## Stored items from a collection
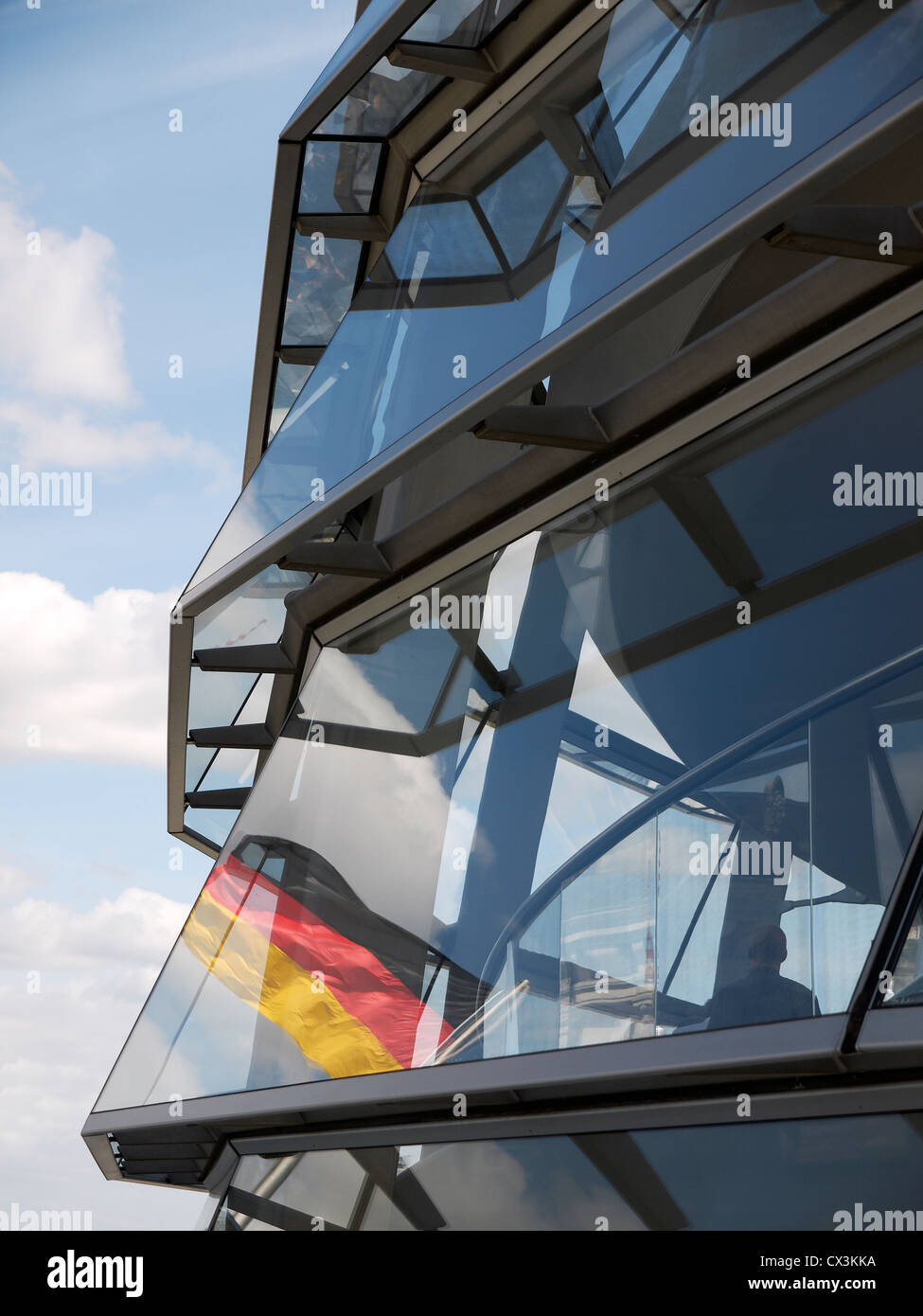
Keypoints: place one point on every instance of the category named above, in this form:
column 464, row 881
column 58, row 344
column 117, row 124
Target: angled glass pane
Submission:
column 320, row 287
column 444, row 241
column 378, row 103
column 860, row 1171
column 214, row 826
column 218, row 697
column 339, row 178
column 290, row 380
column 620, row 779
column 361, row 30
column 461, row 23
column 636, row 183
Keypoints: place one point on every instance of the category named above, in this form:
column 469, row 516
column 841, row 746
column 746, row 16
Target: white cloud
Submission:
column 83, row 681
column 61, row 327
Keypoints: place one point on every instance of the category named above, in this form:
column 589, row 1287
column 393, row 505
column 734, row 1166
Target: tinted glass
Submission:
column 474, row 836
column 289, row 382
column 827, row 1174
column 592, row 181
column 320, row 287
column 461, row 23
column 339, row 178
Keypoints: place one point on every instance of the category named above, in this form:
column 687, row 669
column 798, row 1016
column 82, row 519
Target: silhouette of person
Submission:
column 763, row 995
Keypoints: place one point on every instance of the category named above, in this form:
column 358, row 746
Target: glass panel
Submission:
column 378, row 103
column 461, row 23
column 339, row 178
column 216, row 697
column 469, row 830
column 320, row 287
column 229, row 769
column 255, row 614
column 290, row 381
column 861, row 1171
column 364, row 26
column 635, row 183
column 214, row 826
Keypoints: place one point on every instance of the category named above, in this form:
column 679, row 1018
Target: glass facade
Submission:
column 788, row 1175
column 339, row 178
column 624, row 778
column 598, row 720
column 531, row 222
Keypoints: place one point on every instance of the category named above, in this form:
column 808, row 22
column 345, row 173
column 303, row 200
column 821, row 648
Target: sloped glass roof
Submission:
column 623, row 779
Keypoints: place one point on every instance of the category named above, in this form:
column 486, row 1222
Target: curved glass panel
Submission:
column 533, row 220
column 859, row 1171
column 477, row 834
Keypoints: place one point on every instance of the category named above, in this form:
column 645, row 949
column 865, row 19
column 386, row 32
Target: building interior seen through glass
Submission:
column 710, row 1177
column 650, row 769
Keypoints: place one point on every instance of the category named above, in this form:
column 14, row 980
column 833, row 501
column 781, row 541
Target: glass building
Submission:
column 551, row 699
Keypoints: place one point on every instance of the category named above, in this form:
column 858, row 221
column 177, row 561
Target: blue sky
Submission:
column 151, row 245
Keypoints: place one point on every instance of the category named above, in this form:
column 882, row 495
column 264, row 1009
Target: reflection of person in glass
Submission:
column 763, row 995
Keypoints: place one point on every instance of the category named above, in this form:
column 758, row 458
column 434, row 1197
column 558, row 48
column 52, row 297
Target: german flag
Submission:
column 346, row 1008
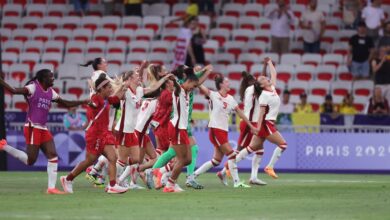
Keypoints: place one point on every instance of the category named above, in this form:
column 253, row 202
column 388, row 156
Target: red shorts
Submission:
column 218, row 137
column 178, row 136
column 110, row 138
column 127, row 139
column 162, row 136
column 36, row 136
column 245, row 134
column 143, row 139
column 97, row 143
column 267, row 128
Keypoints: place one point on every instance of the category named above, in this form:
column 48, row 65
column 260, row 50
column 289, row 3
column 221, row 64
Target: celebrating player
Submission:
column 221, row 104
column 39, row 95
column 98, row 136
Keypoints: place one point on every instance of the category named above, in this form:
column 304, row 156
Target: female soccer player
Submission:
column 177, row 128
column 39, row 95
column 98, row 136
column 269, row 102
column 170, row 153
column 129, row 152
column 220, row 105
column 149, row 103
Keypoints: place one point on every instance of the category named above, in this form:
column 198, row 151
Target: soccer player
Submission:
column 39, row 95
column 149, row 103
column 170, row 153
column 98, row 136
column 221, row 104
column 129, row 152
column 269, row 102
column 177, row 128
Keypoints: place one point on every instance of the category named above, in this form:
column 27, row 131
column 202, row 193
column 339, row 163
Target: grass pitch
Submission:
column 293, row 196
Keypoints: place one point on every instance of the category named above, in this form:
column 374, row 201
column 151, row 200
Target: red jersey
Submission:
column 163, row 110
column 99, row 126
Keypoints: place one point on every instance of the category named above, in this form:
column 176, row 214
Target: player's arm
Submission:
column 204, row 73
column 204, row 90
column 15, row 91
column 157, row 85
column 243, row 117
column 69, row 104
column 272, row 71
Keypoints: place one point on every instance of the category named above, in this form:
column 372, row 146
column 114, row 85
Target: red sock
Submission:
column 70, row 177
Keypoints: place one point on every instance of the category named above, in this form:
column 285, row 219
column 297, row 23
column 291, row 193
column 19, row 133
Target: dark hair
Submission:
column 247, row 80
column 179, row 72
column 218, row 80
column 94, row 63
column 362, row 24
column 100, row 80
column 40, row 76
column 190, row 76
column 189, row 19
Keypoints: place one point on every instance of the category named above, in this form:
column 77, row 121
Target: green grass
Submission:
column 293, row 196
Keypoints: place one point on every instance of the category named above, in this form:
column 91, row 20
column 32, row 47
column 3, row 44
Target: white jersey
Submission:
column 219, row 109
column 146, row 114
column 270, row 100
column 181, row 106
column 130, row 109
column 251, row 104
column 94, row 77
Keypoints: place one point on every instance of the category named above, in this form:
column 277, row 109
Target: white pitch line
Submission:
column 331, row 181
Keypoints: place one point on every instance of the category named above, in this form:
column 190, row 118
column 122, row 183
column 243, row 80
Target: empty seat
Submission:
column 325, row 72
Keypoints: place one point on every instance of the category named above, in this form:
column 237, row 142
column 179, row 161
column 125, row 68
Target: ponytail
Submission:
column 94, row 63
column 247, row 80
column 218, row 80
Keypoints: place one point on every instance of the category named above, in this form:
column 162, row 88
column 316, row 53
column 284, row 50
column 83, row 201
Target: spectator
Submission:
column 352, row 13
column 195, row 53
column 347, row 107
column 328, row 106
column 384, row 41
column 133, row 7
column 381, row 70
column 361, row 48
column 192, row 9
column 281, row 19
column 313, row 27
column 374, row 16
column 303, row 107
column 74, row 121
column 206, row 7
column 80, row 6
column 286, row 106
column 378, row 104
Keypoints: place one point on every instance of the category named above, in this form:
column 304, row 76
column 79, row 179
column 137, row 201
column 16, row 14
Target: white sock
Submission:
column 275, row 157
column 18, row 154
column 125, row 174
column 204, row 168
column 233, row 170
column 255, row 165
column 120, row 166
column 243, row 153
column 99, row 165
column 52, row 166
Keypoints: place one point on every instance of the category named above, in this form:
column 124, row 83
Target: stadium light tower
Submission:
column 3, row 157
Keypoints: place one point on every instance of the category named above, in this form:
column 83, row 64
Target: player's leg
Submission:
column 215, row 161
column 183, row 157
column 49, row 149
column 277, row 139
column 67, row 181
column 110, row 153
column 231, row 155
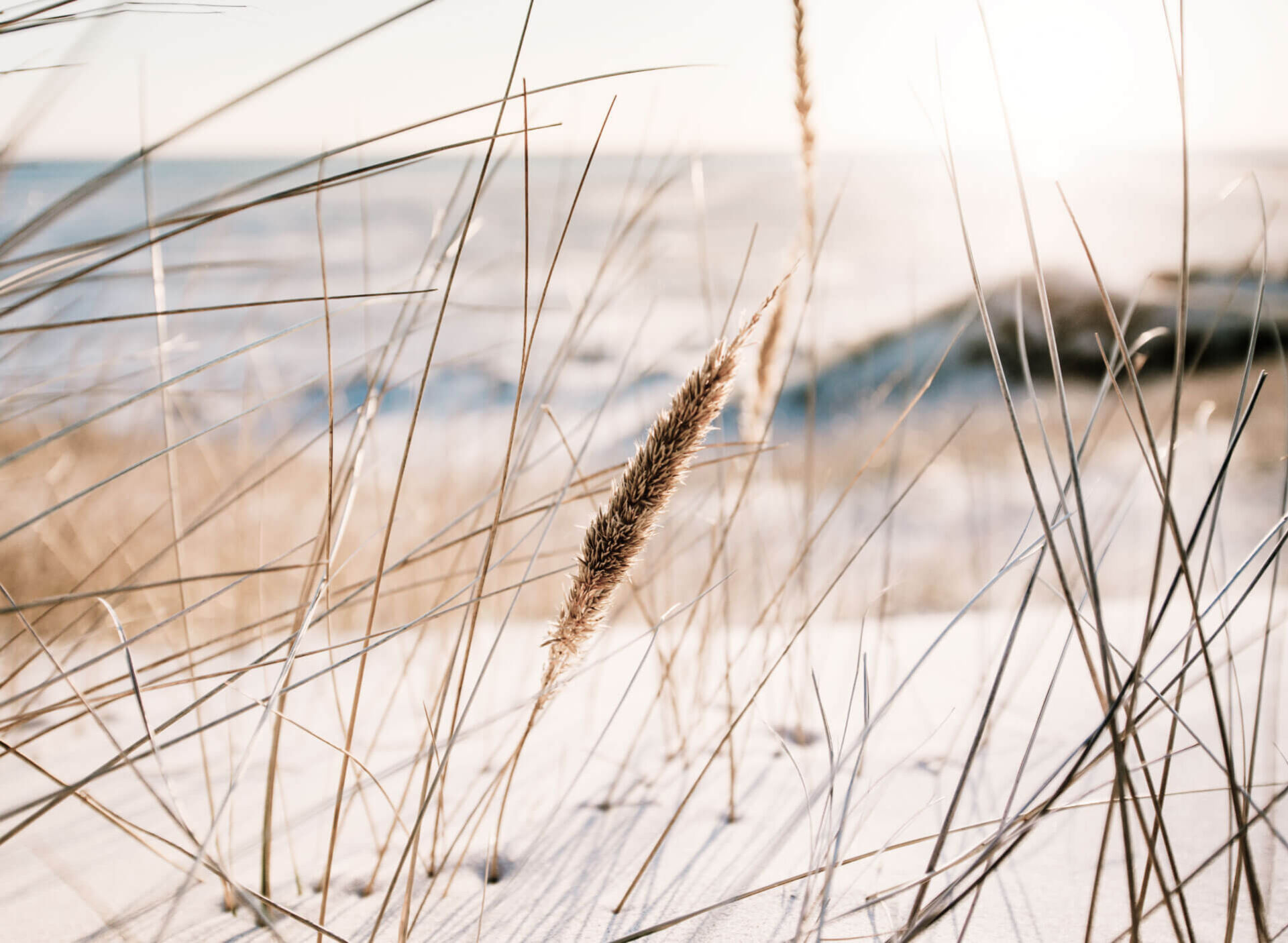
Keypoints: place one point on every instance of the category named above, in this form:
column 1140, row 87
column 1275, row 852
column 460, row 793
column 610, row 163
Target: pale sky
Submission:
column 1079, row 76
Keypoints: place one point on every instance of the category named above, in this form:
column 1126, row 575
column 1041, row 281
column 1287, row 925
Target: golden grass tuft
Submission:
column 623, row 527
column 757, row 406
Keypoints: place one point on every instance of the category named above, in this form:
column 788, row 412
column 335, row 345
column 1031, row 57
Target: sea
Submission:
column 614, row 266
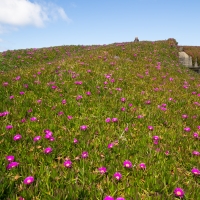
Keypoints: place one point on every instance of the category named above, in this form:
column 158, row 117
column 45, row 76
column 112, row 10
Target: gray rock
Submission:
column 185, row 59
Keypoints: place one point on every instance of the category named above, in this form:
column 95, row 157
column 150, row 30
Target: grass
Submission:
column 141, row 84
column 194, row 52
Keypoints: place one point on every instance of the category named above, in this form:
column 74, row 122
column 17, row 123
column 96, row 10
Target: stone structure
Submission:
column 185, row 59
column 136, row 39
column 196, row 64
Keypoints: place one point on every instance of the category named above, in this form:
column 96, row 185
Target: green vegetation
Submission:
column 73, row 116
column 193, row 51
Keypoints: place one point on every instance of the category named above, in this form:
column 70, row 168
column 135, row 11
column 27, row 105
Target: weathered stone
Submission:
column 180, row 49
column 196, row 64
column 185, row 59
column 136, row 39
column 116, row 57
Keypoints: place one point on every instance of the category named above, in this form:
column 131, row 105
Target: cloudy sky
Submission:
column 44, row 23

## The problem
Take the lines above from the one containing "column 3, row 44" to the one containing "Target: spectator" and retype them exactly, both ends included, with nothing added.

## Solution
column 3, row 44
Target: white jersey
Submission:
column 219, row 109
column 146, row 114
column 270, row 100
column 181, row 106
column 130, row 109
column 251, row 104
column 94, row 77
Keypoints: place one point on every instance of the category named above, in this form:
column 277, row 109
Target: white pitch line
Submission:
column 331, row 181
Keypoints: place one point on every instance of the category named above, in this form:
column 190, row 118
column 122, row 183
column 243, row 80
Target: empty seat
Submission:
column 325, row 72
Keypoints: place one point on every instance of the category named above, in this form:
column 237, row 142
column 179, row 161
column 125, row 68
Target: ponytail
Submission:
column 94, row 63
column 247, row 80
column 218, row 80
Keypoints: place one point on every instance of the category named above, in this form:
column 162, row 88
column 316, row 53
column 284, row 50
column 83, row 201
Target: spectator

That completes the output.